-- Start of Given passage --

# Grand Diplome Cooking Course



## deltadoc

An unexpected Christmas gift this year was a complete 20 volume set of the Grand Diplome Cooking Course books. These are like never used, and appear to be from about 1971-2 time frame put out by Danbury Press. A friend got them from an estate sale for about $5. I've seen them used on eBay for about $60.

Anybody know anything about these? Are they any good? Appear to have been put together by a couple of women chefs from Le Cordon Bleu newsletters I read somewhere.

thanks!

doc


----------



## lotsarecipes

Way to go, doc!! :bounce: I found the first book of the series at a garage sale this summer and love the fact that there are wonderful pictures and lots of useful information along with some really great sounding recipes. I had a great time going through the volume I have although I haven't really tried anything yet. I hope you enjoy them.

-- End of Given passage --

What you will do:
a) In the forum thread about the Grand Diplome Cooking Course books, how much did the friend pay for the 20-volume set at the estate sale?
b) Carry on the forum thread about the Grand Diplome Cooking Course books from its last post.
You can leave the records aside; nothing here depends on them.

-- Start of Data rows --

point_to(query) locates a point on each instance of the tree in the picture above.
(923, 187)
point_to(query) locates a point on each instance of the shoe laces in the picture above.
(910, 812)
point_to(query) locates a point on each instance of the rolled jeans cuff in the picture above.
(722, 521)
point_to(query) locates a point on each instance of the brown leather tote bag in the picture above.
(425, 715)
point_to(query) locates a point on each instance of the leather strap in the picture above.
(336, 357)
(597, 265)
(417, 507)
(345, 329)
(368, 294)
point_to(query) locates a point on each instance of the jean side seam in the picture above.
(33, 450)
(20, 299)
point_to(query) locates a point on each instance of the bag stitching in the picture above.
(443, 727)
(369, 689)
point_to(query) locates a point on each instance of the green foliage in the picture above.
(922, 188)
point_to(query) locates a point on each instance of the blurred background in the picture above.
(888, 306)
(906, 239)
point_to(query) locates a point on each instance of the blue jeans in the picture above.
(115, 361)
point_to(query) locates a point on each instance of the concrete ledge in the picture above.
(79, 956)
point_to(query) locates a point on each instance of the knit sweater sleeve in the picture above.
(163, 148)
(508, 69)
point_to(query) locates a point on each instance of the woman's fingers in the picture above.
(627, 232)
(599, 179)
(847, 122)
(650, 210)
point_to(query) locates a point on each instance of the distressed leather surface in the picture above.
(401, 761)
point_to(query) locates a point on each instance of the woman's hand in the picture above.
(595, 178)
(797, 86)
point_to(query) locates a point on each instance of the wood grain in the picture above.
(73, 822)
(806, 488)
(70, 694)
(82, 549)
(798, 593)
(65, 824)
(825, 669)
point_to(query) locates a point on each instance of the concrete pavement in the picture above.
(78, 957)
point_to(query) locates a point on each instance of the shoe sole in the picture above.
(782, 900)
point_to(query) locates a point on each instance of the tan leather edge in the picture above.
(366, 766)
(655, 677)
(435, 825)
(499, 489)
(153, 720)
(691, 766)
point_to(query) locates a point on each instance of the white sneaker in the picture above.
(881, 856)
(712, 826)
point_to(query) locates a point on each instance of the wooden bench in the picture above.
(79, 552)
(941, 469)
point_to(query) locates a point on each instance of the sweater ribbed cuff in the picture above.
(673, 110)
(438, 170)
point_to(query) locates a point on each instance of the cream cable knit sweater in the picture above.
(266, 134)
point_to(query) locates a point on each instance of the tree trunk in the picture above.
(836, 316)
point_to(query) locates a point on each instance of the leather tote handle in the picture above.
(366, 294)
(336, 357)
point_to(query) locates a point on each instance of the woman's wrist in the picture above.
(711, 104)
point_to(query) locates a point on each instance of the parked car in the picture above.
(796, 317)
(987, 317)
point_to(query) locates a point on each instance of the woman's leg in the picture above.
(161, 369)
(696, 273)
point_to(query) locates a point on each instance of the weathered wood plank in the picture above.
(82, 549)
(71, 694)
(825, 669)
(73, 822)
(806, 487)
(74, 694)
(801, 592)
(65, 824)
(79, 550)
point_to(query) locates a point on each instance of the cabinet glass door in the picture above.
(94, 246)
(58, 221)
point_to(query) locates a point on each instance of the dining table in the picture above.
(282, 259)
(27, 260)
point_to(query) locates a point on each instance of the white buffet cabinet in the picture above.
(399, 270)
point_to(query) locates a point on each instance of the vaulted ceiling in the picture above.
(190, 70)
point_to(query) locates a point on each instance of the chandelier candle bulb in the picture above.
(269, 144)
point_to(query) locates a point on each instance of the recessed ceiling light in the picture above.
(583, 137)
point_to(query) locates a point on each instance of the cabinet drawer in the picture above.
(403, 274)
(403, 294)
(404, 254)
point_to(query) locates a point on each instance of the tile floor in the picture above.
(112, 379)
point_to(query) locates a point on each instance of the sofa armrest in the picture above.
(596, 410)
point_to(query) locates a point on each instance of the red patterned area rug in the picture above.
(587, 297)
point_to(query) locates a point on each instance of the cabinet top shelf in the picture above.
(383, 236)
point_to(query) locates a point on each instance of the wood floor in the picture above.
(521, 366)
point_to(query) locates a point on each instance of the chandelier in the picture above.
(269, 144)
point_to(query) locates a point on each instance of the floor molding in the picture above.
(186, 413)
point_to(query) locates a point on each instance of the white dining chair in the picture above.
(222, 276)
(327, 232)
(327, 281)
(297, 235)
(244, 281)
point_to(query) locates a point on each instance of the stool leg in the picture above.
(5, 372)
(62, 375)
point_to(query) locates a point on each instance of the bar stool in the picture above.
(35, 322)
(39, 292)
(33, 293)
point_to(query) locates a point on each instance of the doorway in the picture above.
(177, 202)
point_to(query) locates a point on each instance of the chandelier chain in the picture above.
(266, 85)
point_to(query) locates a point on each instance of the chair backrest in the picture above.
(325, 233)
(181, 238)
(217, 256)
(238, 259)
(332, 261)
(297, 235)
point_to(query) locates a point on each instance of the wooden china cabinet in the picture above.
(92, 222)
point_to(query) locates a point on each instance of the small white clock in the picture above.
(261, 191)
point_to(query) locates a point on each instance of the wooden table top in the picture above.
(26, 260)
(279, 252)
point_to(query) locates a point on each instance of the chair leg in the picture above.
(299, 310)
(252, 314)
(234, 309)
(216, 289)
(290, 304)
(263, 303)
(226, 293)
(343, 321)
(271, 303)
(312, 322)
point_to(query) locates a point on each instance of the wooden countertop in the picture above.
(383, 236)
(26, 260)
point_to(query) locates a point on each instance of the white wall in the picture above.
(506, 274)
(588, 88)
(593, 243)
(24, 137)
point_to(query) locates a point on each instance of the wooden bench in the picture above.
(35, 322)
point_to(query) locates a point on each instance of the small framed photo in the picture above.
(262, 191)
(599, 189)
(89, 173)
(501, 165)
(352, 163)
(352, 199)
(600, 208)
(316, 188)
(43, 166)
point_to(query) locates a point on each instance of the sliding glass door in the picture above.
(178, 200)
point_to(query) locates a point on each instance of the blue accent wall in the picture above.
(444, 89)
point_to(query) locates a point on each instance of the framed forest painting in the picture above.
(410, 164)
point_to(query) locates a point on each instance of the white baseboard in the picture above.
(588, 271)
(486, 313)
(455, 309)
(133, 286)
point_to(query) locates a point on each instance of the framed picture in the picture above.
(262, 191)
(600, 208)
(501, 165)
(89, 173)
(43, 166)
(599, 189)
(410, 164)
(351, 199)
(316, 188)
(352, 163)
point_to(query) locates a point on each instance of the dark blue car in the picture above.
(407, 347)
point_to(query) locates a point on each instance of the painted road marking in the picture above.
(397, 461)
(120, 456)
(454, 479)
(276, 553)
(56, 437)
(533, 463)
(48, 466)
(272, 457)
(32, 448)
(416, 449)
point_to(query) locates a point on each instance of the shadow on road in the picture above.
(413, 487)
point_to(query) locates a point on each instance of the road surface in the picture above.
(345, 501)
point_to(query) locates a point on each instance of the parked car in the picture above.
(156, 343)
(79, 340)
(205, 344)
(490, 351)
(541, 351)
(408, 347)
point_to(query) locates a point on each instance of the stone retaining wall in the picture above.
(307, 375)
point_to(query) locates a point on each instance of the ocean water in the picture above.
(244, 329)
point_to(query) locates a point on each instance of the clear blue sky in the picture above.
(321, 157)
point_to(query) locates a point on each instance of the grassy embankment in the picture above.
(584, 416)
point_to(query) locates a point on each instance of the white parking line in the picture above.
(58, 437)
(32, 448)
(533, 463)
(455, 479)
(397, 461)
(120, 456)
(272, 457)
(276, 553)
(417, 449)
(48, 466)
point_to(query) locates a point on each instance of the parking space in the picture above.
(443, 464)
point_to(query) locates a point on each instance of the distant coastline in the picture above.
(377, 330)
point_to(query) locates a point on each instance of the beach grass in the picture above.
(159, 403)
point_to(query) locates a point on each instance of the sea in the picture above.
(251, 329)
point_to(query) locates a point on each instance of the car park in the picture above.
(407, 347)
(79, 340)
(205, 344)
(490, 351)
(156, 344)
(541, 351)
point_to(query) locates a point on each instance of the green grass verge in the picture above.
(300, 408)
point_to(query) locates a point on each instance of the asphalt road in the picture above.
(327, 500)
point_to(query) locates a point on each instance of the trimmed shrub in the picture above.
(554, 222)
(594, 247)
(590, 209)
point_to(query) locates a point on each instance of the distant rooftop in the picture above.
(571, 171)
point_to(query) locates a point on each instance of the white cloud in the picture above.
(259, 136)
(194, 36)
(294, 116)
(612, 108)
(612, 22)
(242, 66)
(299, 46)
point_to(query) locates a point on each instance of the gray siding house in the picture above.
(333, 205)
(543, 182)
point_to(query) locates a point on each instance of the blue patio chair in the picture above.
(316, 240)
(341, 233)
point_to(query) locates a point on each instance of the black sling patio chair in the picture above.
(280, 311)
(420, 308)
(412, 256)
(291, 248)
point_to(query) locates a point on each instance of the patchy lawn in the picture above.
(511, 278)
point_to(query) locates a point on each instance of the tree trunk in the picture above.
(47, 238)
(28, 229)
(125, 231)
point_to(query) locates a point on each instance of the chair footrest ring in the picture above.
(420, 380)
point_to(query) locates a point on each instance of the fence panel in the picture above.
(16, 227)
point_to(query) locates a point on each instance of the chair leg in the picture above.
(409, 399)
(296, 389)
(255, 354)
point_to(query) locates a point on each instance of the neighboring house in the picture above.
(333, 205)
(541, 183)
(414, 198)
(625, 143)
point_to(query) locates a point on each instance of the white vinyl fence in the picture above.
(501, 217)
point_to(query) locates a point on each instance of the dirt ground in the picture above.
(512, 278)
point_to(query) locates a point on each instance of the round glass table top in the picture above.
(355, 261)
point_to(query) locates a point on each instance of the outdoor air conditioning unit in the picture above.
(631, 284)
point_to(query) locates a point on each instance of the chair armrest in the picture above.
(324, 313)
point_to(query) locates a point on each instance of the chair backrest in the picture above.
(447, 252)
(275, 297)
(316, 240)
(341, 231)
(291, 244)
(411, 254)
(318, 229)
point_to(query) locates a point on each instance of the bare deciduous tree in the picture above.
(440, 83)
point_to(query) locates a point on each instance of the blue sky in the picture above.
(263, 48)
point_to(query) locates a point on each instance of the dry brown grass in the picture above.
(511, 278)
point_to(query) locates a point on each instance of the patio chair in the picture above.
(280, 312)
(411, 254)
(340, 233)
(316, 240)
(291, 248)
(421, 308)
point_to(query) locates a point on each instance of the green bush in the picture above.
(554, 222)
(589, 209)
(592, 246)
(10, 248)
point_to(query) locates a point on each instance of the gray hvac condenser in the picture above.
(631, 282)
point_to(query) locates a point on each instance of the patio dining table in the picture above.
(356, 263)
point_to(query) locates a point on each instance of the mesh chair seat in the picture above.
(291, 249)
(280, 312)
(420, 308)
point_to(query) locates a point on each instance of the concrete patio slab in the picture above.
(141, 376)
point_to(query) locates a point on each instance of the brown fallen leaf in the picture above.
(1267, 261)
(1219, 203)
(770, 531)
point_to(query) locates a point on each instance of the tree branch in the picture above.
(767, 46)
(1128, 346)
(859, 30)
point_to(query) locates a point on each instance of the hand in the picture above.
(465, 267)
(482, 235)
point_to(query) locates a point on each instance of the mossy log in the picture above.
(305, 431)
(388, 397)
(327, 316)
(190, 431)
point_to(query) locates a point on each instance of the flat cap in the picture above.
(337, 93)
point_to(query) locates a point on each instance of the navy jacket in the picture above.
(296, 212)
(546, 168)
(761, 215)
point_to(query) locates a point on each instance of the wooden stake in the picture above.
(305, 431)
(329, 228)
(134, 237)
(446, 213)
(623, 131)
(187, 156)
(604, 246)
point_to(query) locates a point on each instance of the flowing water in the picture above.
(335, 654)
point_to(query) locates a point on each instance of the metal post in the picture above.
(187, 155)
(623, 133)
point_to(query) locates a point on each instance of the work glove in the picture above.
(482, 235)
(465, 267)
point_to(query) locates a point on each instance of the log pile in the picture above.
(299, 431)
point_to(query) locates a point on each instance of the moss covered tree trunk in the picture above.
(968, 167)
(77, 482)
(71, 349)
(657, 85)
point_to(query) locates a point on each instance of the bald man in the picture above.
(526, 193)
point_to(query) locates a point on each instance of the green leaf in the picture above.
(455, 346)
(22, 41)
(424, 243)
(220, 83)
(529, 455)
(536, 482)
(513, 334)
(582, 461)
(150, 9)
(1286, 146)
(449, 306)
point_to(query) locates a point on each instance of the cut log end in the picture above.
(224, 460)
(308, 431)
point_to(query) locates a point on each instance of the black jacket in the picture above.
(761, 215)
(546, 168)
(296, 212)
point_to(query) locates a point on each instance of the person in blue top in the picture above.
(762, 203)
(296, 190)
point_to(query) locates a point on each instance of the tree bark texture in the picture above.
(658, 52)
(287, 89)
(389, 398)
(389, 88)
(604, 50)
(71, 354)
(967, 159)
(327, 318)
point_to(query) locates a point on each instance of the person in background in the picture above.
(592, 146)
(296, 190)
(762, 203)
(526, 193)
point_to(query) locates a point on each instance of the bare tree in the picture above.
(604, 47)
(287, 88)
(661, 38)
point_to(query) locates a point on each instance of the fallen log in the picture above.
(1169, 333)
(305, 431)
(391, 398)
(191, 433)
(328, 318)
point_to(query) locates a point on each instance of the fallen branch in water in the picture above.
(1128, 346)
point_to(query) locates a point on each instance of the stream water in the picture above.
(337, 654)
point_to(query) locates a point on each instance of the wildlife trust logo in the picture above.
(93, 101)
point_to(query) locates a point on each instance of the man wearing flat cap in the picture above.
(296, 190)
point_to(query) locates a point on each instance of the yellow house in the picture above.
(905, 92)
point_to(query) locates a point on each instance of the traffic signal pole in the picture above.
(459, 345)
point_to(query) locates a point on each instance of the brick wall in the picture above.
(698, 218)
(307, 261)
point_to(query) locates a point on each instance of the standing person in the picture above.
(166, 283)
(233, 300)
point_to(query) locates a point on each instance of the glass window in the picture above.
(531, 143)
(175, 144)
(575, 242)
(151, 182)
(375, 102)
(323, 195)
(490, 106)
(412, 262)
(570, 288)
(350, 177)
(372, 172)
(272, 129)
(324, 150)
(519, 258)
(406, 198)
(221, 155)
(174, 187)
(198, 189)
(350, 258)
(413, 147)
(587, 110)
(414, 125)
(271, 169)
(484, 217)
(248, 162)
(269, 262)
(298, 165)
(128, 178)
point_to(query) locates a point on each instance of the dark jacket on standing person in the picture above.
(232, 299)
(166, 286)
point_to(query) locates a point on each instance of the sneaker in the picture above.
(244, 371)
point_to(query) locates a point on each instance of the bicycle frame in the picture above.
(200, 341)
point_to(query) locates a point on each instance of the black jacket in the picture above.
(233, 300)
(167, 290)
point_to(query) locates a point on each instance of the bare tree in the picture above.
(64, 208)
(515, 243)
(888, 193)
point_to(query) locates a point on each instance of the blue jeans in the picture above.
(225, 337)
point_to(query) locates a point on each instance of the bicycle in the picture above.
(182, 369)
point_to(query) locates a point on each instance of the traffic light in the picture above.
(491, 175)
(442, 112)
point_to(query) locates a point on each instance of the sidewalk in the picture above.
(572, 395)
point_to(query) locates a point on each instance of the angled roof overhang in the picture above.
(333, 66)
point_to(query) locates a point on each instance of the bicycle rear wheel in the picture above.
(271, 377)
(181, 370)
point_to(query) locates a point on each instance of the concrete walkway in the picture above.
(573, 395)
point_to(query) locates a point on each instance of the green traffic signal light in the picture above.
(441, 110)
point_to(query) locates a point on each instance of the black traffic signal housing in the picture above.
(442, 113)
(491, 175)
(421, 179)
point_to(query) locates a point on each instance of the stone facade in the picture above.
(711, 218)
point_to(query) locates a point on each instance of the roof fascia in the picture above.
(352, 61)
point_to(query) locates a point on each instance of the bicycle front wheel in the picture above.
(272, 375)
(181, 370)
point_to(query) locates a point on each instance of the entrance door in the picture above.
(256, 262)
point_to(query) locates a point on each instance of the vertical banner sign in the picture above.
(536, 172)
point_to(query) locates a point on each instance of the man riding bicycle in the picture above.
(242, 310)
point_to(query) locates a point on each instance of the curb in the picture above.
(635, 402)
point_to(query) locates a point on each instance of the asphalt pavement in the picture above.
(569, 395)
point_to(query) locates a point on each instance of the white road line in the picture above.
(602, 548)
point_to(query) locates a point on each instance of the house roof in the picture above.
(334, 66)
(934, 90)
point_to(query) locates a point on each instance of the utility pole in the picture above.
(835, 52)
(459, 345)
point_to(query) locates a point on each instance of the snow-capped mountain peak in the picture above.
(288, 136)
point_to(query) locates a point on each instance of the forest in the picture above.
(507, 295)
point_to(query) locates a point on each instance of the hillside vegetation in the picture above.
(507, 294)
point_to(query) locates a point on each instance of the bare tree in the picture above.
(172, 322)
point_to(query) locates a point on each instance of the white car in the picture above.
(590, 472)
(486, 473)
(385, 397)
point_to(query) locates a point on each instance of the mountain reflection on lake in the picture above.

-- End of Data rows --

Expected responses:
a) About $5.

b)
Ruth
www.lotsarecipes.com



deltadoc said:


> An unexpected Christmas gift this year was a complete 20 volume set of the Grand Diplome Cooking Course books. [/quote=deltadoc]


----------



## chef z

Among 12 boxes of cookbooks I own these weigh the most. The content is very nicely laid out so that it progresses from one subject to the next in a very sensory kind of way. It's a characteristic of cookbooks from this period of time. There are a few details missing in the technical aspects . However it is well compensated by the excellence in technical writing and the completeness of the series. Even with 3 or 4 volumes missing you have your hands full. I don't want to ever give mine up. I love everything elegant and intelligent.


----------



## cstanford

These are books by Anne Willan and I believe they were used in her cooking school, La Varenne.


----------



## may k

You are so lucky to have received such a gift.  This set is discontinued, and it can be hard to find.  Even the eBay price of $60 is a good deal.  I've had this cookbook set since the 1970's when it was first published, and it is a treasure.  Start out by browsing Volume 20, which is the index and glossary.  Just that volume alone is worth its weight in gold! 

In volume 17, pg 127, there is a wonderful recipe for a "Salmon and Cavier Checkerboard."  I've made this over and over, and it never misses in its WOW factor.  It is time-consuming and expensive to assemble, but well worth it for its appearance and taste.  I often used it as a centerpiece.

If you're looking for a particular sauce, or you want some ideas for a sauce, look on page 50 of the Index; there is a full page of different sauces to choose from.  When I visited Paris in 1979, I fell in love with the Beurre Blanc sauce used in fish dishes there.  You can find that recipe in volume 2, pg 52.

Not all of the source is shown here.